> **Exercise**
Using the listing, copy each whole line that features "apartment".

○ ○ ○ ○ ○ ○ ○

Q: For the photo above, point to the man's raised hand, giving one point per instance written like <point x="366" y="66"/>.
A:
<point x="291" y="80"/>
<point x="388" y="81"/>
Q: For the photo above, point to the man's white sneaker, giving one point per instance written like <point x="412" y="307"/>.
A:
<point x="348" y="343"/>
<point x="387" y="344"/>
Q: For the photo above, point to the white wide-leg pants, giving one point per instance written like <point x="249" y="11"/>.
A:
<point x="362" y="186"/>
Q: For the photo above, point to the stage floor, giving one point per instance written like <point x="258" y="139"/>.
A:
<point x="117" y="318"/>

○ ○ ○ ○ ○ ○ ○

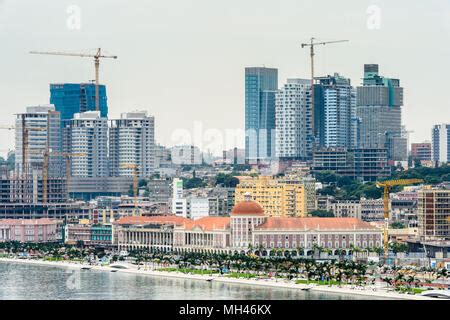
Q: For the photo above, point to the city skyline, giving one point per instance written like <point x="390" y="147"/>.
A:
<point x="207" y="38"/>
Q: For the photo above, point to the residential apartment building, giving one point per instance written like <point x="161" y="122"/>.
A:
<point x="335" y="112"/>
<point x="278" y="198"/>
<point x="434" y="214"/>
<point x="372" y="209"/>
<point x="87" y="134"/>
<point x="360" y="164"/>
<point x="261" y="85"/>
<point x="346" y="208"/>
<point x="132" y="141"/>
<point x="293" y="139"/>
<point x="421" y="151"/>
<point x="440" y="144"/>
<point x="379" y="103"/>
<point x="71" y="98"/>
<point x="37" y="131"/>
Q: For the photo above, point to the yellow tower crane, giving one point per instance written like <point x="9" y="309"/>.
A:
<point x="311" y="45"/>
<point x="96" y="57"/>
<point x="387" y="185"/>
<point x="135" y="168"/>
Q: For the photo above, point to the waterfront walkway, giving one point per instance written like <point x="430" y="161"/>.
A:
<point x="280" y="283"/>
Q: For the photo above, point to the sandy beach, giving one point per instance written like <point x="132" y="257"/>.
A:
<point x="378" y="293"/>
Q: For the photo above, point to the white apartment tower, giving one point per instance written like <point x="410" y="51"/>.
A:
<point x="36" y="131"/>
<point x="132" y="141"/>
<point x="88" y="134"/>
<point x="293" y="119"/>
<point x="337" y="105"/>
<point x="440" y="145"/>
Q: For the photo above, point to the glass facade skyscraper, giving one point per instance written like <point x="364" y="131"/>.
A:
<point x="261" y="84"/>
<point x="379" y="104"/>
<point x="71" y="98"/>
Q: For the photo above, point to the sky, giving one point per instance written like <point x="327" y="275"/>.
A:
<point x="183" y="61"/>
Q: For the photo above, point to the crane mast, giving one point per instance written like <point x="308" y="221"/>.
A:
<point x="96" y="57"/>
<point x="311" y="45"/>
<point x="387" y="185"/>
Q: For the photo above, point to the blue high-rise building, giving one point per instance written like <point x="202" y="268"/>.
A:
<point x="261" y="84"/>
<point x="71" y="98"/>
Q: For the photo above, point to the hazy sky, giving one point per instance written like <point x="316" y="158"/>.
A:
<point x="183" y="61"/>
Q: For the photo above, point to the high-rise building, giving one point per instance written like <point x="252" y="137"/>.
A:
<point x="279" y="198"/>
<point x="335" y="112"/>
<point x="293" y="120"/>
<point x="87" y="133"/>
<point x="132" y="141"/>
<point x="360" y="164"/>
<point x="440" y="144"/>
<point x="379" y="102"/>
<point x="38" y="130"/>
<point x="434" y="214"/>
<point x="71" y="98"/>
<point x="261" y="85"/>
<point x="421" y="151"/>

○ ○ ○ ○ ○ ○ ○

> **Answer to this problem**
Q: For the photo above, point to the residential apartment building, giving one point per instance written like <point x="161" y="122"/>.
Q: For the photo above, point to the white apartment tower, giving one point per instance written like <point x="410" y="51"/>.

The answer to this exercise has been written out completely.